Retype every record exactly. Leave the pictures out.

· · · · · · ·

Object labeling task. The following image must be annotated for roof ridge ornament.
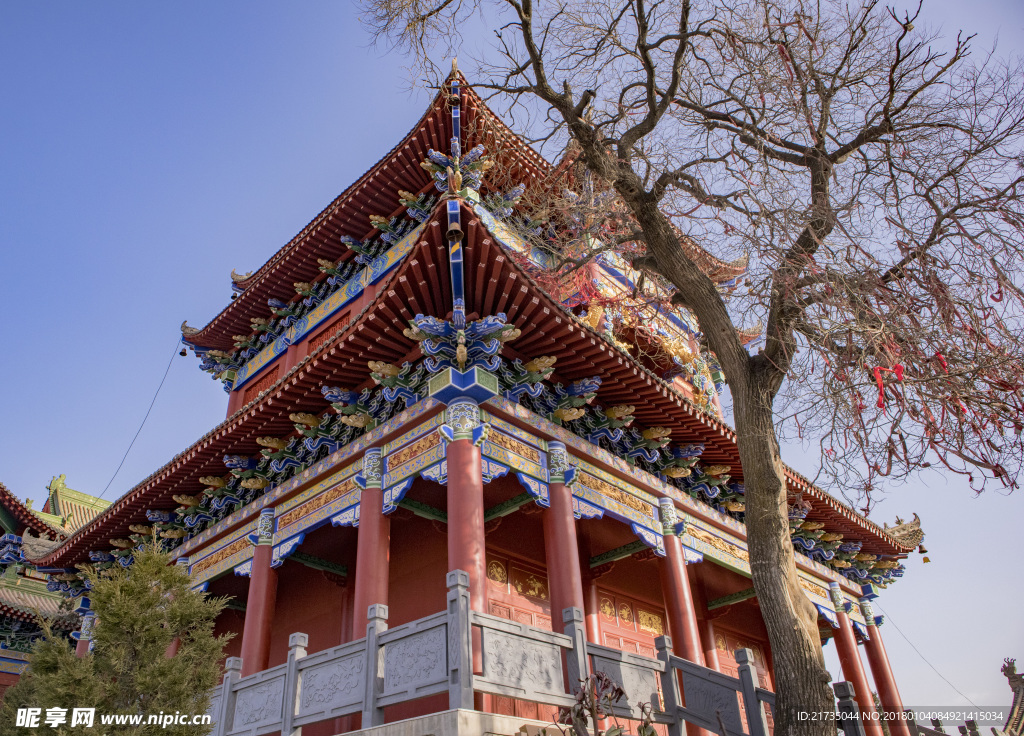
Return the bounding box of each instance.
[420,137,492,196]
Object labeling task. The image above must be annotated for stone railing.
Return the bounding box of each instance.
[206,570,866,736]
[657,643,774,736]
[471,608,581,709]
[206,570,474,736]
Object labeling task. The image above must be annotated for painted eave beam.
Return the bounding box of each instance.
[708,587,757,610]
[589,540,648,568]
[288,551,348,578]
[397,499,447,523]
[483,493,534,523]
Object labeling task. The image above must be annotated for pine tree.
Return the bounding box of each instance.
[0,543,231,736]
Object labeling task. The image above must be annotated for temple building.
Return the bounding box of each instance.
[0,476,108,697]
[3,73,928,735]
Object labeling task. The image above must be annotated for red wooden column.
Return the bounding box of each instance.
[583,577,601,643]
[658,499,704,665]
[239,509,278,677]
[859,597,912,736]
[543,442,586,622]
[445,398,487,712]
[691,564,721,671]
[164,637,181,657]
[352,448,389,638]
[829,583,884,736]
[74,612,95,658]
[445,399,487,614]
[577,528,605,644]
[698,618,720,671]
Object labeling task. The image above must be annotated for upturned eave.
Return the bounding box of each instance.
[181,74,552,351]
[42,199,906,573]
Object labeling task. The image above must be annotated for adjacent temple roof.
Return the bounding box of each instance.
[999,658,1023,736]
[38,475,111,533]
[29,73,917,593]
[0,568,63,623]
[0,481,61,540]
[0,479,80,632]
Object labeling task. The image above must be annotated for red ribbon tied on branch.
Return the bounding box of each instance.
[873,364,905,409]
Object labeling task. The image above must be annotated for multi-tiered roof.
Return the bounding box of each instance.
[18,75,917,612]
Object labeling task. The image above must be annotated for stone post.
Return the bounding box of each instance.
[281,632,308,736]
[446,570,474,709]
[362,604,388,728]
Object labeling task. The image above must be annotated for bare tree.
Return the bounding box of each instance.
[362,0,1024,732]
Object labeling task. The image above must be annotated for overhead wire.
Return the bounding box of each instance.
[872,600,981,708]
[98,338,183,500]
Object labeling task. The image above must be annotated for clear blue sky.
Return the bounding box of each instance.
[1,0,1021,716]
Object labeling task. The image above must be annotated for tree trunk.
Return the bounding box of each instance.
[618,192,837,735]
[733,372,836,736]
[570,146,841,735]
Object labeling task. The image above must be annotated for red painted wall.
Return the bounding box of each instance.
[0,671,20,700]
[381,510,450,725]
[387,511,449,627]
[214,608,245,662]
[267,561,348,665]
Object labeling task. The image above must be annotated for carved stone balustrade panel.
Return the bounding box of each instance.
[295,650,366,724]
[227,666,287,736]
[589,645,663,720]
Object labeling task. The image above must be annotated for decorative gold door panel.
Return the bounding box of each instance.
[597,590,668,736]
[598,590,666,655]
[715,628,774,731]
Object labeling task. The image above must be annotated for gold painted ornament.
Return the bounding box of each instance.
[290,412,322,428]
[663,466,693,478]
[368,361,400,377]
[339,413,373,428]
[524,356,557,373]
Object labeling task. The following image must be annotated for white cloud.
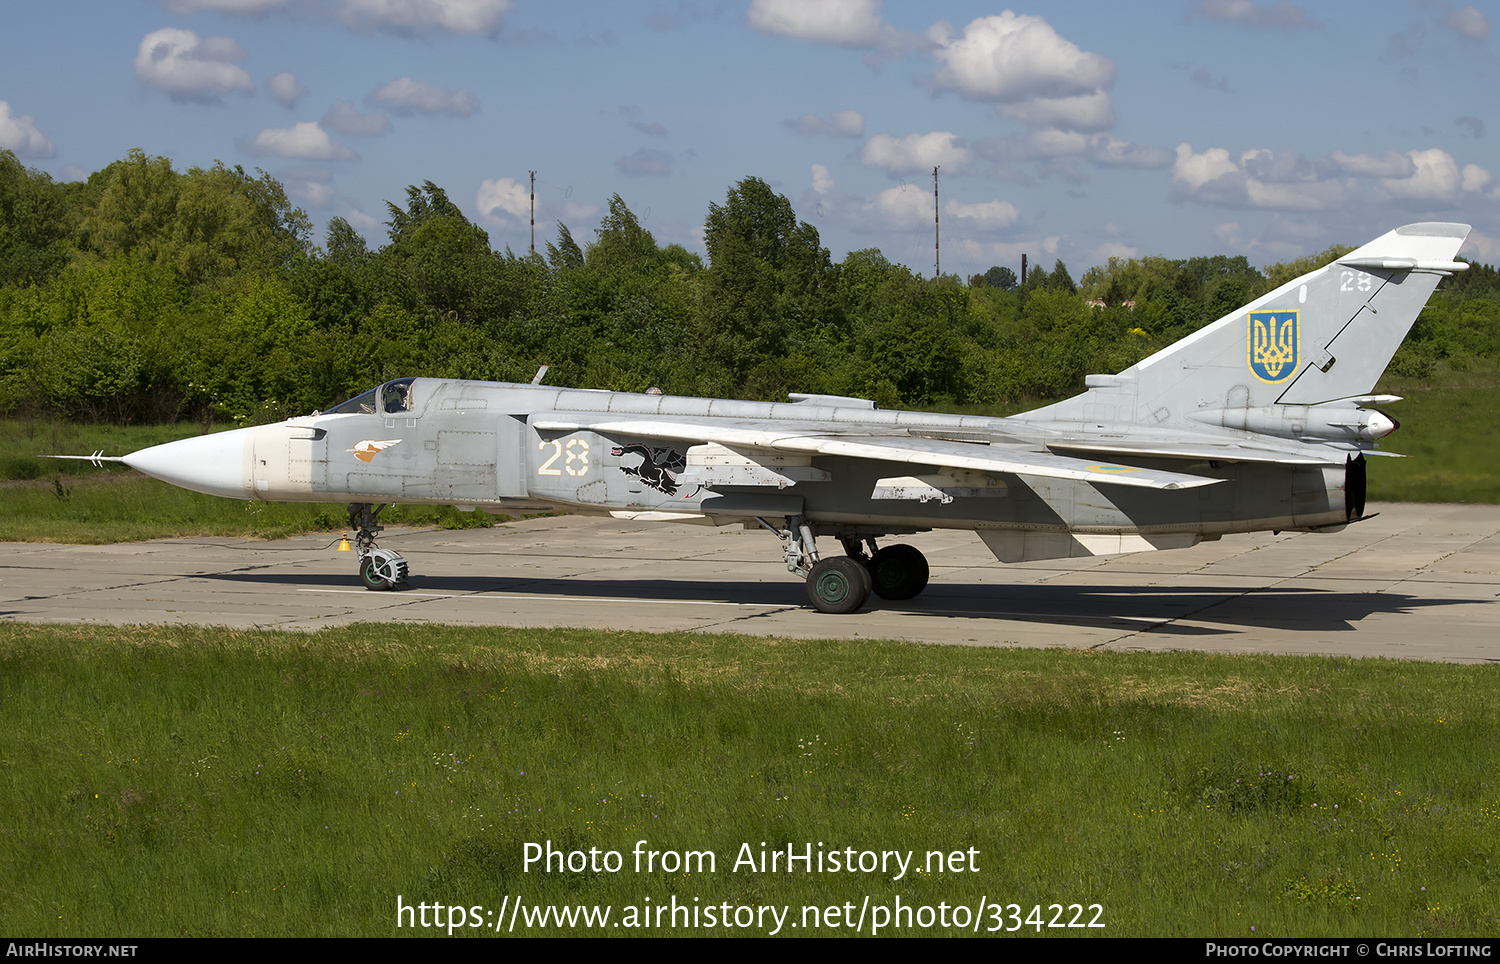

· · · · · · ·

TASK OUTPUT →
Object labeling task. The following image must be annotated for roof ridge ornament.
Return the bounding box of each instance.
[420,137,492,196]
Object labeling task. The image above must be annotated for stone railing.
Return the bounding box of each instance.
[206,570,866,736]
[657,643,774,736]
[471,608,581,709]
[206,570,474,736]
Object labeling task. The image above must be annotated for painted eave beam.
Return the bounding box of each instance.
[708,587,757,610]
[589,540,648,568]
[288,551,348,578]
[397,499,447,523]
[483,493,534,523]
Object labeling task. The image above must be annotated for pine tree.
Return the bounding box of each instance.
[0,543,231,736]
Object labeling task. The image above must be annotated for temple building.
Return the bounding box of each instance.
[0,476,108,697]
[3,73,928,735]
Object labeling task. The image above must be annotated for red wooden column.
Return the bounding box of each instance.
[583,577,601,643]
[658,499,704,665]
[239,509,278,677]
[859,597,912,736]
[543,442,586,622]
[445,398,487,712]
[691,564,721,671]
[164,637,181,657]
[352,448,389,638]
[829,583,884,736]
[74,612,95,658]
[445,399,487,614]
[577,528,605,644]
[698,618,720,671]
Object labeling task. The image above must be annotated for upturned eave.
Return the bounding box of each instance.
[181,74,552,351]
[42,199,906,573]
Object labeling task. The image above must be annotated for adjacent temple roof.
Return the bounding box of each instance.
[999,658,1023,736]
[38,475,111,533]
[29,73,917,593]
[0,568,63,623]
[0,481,61,540]
[0,479,80,632]
Object labeling task. The image above must be annotated for red ribbon tied on branch.
Return the bounding box of each instance.
[873,364,905,409]
Object labeling task. The image above must be annotated for multi-tiered roof.
Return the bounding box of each instance.
[18,75,917,612]
Object labeling task. The image above must be annotated for stone post.
Return the bounding box of each instance.
[281,632,308,736]
[446,570,474,709]
[362,604,388,728]
Object labeling task. The image above must be annotated for bare tree.
Return the bounding box of each instance.
[362,0,1024,732]
Object labeling task. The image above must be annotated for overhead wire.
Return the bounding box of each instance.
[872,600,981,708]
[98,338,183,500]
Object labeling task. The image above must be annotated for clear blue sky.
Return the bounding box of each instance.
[1,0,1021,716]
Object labeling task. The image above must be annotated for tree trunk.
Return the bounding box of each instance.
[618,192,837,735]
[733,372,836,736]
[570,146,841,735]
Object labeling task. The image above must be annotated for red painted wall.
Return the bounding box of each instance.
[0,671,20,700]
[381,510,450,725]
[387,511,449,627]
[214,608,245,662]
[267,561,348,665]
Object labeling task. The image above must be annotated for carved stone balustrade panel.
Return the bounding box of each instance.
[295,650,366,724]
[227,666,287,736]
[589,645,663,720]
Object labeling task. The image above must be annotated for decorative gold door panel.
Return the bounding box of each instance.
[597,590,668,736]
[598,590,666,655]
[715,628,774,731]
Object labeling task. The image above must be annotated for gold painted ornament.
Return the bounding box of each instance.
[290,412,322,428]
[663,466,693,478]
[368,361,400,377]
[339,413,373,428]
[524,356,557,373]
Object labeling task. The following image must be annotated for white cloud.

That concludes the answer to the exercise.